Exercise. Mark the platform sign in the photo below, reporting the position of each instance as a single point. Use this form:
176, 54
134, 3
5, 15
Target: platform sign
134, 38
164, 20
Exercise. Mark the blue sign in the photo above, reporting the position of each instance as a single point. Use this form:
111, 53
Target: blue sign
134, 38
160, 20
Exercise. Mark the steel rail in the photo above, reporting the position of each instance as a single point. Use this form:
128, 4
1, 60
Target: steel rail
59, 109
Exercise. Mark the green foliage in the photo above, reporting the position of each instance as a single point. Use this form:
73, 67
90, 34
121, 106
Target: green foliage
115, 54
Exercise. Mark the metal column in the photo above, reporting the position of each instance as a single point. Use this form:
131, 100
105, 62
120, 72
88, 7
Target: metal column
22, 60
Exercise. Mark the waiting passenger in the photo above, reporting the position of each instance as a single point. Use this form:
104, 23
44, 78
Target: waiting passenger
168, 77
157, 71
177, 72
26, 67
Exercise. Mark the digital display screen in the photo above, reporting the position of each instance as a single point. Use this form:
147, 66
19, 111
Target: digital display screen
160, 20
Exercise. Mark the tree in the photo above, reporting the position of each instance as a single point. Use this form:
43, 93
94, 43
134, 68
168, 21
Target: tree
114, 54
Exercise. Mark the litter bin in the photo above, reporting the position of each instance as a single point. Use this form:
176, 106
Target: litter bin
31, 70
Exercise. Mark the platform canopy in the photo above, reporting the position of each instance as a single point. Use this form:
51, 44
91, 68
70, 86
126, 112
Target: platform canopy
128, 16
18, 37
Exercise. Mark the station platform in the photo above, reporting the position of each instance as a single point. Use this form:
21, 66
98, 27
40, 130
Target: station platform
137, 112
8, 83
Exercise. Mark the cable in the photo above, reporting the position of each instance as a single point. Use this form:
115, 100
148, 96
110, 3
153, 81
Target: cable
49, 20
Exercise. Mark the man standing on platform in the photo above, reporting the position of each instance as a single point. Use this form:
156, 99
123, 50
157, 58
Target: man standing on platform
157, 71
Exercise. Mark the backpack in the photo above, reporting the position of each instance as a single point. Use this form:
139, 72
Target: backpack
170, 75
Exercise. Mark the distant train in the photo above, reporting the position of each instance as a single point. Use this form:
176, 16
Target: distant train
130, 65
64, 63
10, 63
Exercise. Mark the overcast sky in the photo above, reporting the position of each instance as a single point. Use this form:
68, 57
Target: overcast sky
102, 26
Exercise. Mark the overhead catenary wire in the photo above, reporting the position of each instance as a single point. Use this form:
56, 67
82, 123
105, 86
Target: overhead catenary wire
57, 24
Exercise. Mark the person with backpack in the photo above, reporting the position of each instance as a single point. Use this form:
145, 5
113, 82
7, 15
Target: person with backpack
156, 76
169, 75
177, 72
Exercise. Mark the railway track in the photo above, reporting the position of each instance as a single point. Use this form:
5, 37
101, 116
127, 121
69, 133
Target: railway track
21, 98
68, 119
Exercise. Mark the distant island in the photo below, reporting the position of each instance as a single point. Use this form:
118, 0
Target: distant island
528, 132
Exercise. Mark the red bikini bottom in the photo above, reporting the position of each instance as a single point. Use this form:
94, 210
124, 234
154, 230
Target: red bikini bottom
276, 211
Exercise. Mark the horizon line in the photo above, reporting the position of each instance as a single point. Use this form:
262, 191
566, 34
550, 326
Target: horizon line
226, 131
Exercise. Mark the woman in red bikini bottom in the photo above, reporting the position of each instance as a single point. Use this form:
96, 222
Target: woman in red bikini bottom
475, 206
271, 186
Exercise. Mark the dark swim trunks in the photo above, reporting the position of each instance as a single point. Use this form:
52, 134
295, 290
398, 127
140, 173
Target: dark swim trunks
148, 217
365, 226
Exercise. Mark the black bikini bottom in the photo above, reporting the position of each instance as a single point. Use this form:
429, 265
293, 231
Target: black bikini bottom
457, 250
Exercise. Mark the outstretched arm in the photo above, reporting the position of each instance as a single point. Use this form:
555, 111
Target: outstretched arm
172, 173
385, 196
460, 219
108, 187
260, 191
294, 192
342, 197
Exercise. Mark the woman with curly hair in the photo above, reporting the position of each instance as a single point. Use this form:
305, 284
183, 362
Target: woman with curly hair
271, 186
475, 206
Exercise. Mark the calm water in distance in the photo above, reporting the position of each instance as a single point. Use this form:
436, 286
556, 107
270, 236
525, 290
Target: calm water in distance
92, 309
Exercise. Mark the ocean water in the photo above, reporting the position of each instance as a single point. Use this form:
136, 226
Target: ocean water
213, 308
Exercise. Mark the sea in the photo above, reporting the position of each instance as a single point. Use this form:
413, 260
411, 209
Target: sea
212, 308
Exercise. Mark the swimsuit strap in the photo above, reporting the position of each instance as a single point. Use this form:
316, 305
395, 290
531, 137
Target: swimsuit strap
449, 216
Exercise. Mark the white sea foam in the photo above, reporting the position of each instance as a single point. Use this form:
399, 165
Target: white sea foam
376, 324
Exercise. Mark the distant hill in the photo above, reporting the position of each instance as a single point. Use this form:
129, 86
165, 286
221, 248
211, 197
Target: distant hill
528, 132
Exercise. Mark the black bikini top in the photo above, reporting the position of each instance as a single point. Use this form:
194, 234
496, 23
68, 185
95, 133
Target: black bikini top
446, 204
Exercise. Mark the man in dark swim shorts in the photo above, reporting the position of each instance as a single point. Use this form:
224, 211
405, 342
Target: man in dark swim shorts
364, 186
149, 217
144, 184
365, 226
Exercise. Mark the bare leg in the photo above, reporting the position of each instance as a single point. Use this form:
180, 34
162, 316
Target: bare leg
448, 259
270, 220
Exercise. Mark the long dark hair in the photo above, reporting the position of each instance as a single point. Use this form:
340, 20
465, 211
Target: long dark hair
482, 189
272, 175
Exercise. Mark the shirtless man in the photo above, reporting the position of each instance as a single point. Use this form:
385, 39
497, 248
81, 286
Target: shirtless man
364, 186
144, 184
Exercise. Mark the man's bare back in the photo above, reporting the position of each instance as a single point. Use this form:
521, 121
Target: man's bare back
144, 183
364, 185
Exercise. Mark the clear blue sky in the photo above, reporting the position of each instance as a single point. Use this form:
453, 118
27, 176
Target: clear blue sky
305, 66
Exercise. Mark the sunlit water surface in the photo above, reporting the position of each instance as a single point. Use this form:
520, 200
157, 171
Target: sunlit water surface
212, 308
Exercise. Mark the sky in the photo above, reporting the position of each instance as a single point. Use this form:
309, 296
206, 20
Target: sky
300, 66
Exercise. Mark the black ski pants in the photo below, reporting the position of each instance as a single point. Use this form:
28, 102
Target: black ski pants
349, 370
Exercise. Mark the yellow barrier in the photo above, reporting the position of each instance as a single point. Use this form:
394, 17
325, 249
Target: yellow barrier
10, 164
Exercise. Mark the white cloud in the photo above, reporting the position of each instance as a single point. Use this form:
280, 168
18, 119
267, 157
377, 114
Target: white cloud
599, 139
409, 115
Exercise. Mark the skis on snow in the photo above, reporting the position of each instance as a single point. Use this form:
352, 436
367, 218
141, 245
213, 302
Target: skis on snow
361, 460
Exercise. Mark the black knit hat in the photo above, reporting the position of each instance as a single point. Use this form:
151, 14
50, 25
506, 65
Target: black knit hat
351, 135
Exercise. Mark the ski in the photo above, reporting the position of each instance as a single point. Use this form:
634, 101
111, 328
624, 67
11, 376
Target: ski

..........

▶ What you have to do: Using the listing above, retype each line exactly.

▶ In response:
Exercise. Mark the platform sign in the photo below, reporting the position of each instance as a single point. Use this form:
176, 54
134, 3
5, 15
Target: platform sign
134, 38
164, 20
Exercise. Mark the blue sign in the photo above, reporting the position of each instance as a single point. Use this form:
111, 53
Target: blue sign
134, 38
160, 20
Exercise. Mark the steel rail in the photo above, reporting the position of each instance as a single point. Use this form:
128, 4
1, 60
Target: steel rail
59, 109
Exercise. Mark the green foliage in the photo above, reporting the position of each instance as a single point. Use this form:
73, 67
90, 34
121, 106
Target: green foliage
115, 54
Exercise. Mark the metal column in the photo above, reporting the position of each instance as a single point. Use this form:
131, 100
105, 62
120, 72
88, 7
Target: metal column
22, 60
Exercise. Mark the waiting passenger in the photo above, reporting the position of each instance as a single point. Use this form:
104, 23
44, 78
Target: waiting passenger
168, 77
157, 71
177, 72
26, 67
Exercise. Mark the digital display screen in the photo above, reporting the position of each instance as a single point. Use this form:
147, 66
19, 111
Target: digital display screen
160, 20
Exercise. Mark the tree in the photo above, reporting the position of each instance as a single point. Use this form:
43, 93
94, 43
134, 68
168, 21
Target: tree
114, 54
Exercise. Mark the litter bin in the photo above, reporting the position of each instance as a single point. Use this form:
176, 106
Target: litter bin
31, 70
Exercise. Mark the platform canopy in the photo above, reporting the position of each instance as a single point. Use this form:
51, 44
91, 68
70, 86
126, 112
Target: platform canopy
128, 16
18, 37
Exercise. Mark the station platform in the photo above, reporting the position of each instance as a single point. Use this form:
21, 66
98, 27
40, 130
Target: station platform
137, 112
8, 83
Exercise. Mark the cable in the photo above, reporting the position of each instance as a single point. Use this form:
115, 100
148, 96
110, 3
153, 81
Target: cable
49, 20
Exercise. Mark the man standing on platform in the photo above, reporting the position of each instance as a single point. Use this form:
156, 99
123, 50
157, 58
Target: man standing on platform
157, 71
Exercise. Mark the backpack in the photo above, reporting the position of each instance as a single point. Use this form:
139, 72
Target: backpack
170, 75
Exercise. Mark the distant train in the photo above, reporting the position of each instance as a single point. Use this form:
176, 16
Target: distant train
130, 65
64, 63
10, 63
Exercise. Mark the overcast sky in the photo above, reporting the position of each instance as a single point. Use this form:
68, 57
Target: overcast sky
102, 26
Exercise. Mark the overhead catenary wire in the photo above, reporting the position of each instance as a single point. Use this form:
56, 67
82, 123
105, 86
Target: overhead catenary wire
57, 24
Exercise. Mark the person with backpack in the photo above, reporting the position of each instance as a single point. Use this form:
145, 5
113, 82
7, 15
Target: person with backpack
156, 76
169, 75
177, 72
Exercise. Mark the railway track in the photo above, reporting the position of each instance as a single point. Use this form:
5, 37
101, 116
127, 121
69, 133
Target: railway track
21, 98
68, 119
Exercise. Mark the distant island in the photo below, reporting the position of each instance as a single point. Use this form:
118, 0
Target: distant island
528, 132
Exercise. Mark the red bikini bottom in the photo above, reporting the position of each instance as a single point. Use this form:
94, 210
124, 234
154, 230
Target: red bikini bottom
276, 211
Exercise. Mark the horizon line in the photo above, reporting the position of each instance as a single point. Use this form:
262, 191
566, 34
550, 326
Target: horizon line
226, 131
Exercise. Mark the woman in red bikini bottom in the photo above, reporting the position of each instance as a single point. Use this form:
96, 222
Target: woman in red bikini bottom
475, 206
271, 186
Exercise. Mark the dark swim trunks in the photo above, reporting the position of each instance as a single point. Use this form:
52, 134
295, 290
398, 127
140, 173
Target: dark swim trunks
148, 217
365, 226
Exercise. Mark the black bikini bottom in the photo above, reporting the position of each instance as a single point. Use this form:
429, 265
293, 231
Target: black bikini bottom
457, 250
Exercise. Mark the outstretched arm in the photo above, reporting the position of each instance as a single point. Use this form:
555, 111
Target: outstretched arm
172, 173
385, 196
460, 219
108, 187
260, 191
294, 192
342, 197
Exercise. Mark the woman with curly hair in the photo above, reporting the position of each instance as a single point. Use this form:
305, 284
183, 362
Target: woman with curly hair
271, 186
475, 206
Exercise. Mark the calm water in distance in the photo above, reporting the position of each instance as a single point. Use this form:
436, 286
556, 107
270, 236
525, 290
Target: calm water in distance
92, 309
Exercise. Mark the ocean water in the photo above, reporting the position of each instance as a single point. Use this form:
136, 226
Target: ocean water
213, 308
Exercise. Mark the sea in the photo above, reporting the position of each instance as a single point. Use this form:
413, 260
411, 209
Target: sea
212, 308
Exercise. Mark the swimsuit strap in the photo above, reporting the position of each instance as a single point. Use this form:
316, 305
395, 290
531, 137
Target: swimsuit strap
449, 216
Exercise. Mark the white sea foam in the photo above, reporting the position of each instance as a single point. Use this form:
399, 165
Target: white sea foam
376, 324
Exercise. Mark the distant hill in the photo above, reporting the position of each instance as a single point. Use this form:
129, 86
165, 286
221, 248
211, 197
Target: distant hill
528, 132
Exercise. Mark the black bikini top in the photo above, reporting the position of each instance as a single point. Use this form:
194, 234
496, 23
68, 185
95, 133
Target: black bikini top
446, 204
Exercise. Mark the man in dark swim shorts in the photo above, reporting the position of each instance as a single point. Use this form:
224, 211
405, 342
Target: man in dark swim shorts
364, 186
149, 217
144, 184
365, 226
Exercise. Mark the bare leg in the photo above, reporting the position of each instance as a single point. Use this form:
180, 34
162, 316
Target: bare leg
448, 259
270, 220
Exercise. Mark the long dark hair in the photo above, reporting the position of each instance as a single point. Use this form:
340, 20
465, 211
Target: long dark hair
482, 189
272, 175
Exercise. Mark the shirtless man in the photo above, reporting the position of each instance as a single point. Use this form:
385, 39
497, 248
81, 286
Target: shirtless man
364, 186
144, 184
Exercise. Mark the man's bare back in the photo above, reporting the position of each instance as a single point. Use this form:
521, 121
Target: man's bare back
144, 183
364, 185
Exercise. Mark the clear blue sky in the photo above, reporting the position of each instance as a single point. Use this form:
453, 118
27, 176
Target: clear blue sky
305, 66
Exercise. Mark the sunlit water surface in the photo above, reporting the position of each instance as a single point. Use this form:
520, 200
157, 171
Target: sunlit water surface
212, 308
Exercise. Mark the sky in the photo above, reporting the position of each instance as a single point. Use this form:
309, 296
206, 20
Target: sky
300, 66
Exercise. Mark the black ski pants in the photo below, reporting the position of each instance as a single point. Use this form:
28, 102
Target: black ski pants
349, 370
Exercise. Mark the yellow barrier in the photo above, reporting the position of each instance as a single point. Use this form:
394, 17
325, 249
Target: yellow barrier
10, 164
Exercise. Mark the white cloud in the photo above, reporting the position of each instance as a single point. Use this form:
280, 168
18, 119
267, 157
377, 114
Target: white cloud
599, 139
409, 115
Exercise. Mark the skis on snow in the photo above, reporting the position of each instance as a single point. Use this form:
352, 436
367, 218
141, 245
213, 302
Target: skis on snow
361, 460
Exercise. Mark the black knit hat in the photo above, reporting the position of each instance as a single point. Use this form:
151, 14
50, 25
506, 65
Target: black knit hat
351, 135
Exercise. Mark the ski in the photo above, reporting the position of each instance as a single point. Use this form:
634, 101
111, 328
624, 67
11, 376
Target: ski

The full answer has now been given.